___ MATERIALS PROVIDED

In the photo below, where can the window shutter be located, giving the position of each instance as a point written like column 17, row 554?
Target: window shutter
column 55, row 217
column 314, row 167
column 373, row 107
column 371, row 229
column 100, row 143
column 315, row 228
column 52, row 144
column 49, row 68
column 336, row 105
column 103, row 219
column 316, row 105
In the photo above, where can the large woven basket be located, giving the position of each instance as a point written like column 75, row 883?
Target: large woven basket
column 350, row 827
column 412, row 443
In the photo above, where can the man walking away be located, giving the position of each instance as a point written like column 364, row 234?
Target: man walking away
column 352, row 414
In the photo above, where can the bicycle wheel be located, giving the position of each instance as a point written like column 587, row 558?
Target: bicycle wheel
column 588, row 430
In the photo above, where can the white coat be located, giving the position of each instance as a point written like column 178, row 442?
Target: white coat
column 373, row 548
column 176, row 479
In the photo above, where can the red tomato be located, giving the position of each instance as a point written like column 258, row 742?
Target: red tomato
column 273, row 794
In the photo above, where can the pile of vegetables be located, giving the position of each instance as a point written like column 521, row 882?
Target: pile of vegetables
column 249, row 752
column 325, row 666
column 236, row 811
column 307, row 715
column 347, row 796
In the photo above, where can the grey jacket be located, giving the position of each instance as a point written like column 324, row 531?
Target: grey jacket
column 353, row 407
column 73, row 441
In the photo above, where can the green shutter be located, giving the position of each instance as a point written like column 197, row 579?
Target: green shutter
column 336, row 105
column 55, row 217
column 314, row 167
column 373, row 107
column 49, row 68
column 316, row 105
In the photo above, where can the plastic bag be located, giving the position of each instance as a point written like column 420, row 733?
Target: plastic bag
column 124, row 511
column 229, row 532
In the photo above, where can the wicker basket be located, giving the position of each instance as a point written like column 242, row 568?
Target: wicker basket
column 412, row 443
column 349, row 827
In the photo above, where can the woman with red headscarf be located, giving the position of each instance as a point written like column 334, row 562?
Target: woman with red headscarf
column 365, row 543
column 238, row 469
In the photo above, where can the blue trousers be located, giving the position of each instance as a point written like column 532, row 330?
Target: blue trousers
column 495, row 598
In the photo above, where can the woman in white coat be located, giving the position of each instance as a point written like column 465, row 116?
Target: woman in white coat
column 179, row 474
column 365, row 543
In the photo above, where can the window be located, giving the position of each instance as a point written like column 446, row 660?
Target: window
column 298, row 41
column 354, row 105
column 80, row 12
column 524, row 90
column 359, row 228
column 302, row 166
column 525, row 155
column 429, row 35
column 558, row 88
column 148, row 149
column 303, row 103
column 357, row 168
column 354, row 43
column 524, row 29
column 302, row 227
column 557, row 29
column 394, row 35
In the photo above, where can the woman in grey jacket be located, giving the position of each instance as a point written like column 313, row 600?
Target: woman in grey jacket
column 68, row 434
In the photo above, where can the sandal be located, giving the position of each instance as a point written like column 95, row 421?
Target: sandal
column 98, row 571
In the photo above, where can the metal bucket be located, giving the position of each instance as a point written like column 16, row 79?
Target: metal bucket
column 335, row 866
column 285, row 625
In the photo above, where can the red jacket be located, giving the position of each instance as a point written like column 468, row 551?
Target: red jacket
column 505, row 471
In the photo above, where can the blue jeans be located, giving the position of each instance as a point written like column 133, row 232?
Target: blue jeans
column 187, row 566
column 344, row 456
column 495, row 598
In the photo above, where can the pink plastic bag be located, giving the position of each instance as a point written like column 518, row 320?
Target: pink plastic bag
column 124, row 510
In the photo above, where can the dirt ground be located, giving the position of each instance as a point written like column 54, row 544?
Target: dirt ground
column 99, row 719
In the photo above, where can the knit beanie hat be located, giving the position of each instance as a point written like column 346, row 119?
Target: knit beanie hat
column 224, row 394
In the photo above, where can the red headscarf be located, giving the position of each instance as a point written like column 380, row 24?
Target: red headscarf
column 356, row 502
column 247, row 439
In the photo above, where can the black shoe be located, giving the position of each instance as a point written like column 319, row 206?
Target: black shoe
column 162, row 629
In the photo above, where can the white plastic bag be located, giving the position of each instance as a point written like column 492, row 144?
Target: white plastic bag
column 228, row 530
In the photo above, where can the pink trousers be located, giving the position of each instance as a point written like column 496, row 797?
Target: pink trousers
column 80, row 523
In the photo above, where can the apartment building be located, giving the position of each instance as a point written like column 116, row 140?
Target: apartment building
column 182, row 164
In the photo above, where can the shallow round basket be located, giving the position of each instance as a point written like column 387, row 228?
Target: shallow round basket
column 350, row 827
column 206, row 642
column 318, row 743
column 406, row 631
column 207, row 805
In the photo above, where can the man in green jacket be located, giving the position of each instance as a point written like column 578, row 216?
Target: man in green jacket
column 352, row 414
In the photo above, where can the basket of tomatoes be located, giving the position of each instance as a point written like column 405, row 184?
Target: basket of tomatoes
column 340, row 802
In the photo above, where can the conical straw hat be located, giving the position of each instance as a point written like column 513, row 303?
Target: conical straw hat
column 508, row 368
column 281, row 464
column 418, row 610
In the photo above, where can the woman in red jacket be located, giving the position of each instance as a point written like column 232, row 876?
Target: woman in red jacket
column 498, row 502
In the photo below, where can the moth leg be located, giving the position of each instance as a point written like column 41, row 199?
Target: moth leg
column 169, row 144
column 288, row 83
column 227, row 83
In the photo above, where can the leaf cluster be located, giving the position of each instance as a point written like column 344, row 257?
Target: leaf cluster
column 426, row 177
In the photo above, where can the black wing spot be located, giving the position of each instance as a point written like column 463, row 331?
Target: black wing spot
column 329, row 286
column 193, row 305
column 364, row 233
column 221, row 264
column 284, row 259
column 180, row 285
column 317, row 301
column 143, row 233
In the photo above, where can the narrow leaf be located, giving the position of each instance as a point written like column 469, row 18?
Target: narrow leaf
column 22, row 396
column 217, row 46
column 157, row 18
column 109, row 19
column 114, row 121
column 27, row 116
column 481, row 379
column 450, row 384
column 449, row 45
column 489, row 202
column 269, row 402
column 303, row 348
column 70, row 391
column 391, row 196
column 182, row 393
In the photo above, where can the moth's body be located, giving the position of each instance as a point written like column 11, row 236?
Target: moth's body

______

PROBLEM STATEMENT
Take each line above that holds the string "body" and copy it.

RESULT FOR THIS TASK
In the photo above, where can the moth's body be located, giving the position of each instance as a point written like column 11, row 236?
Target: moth's body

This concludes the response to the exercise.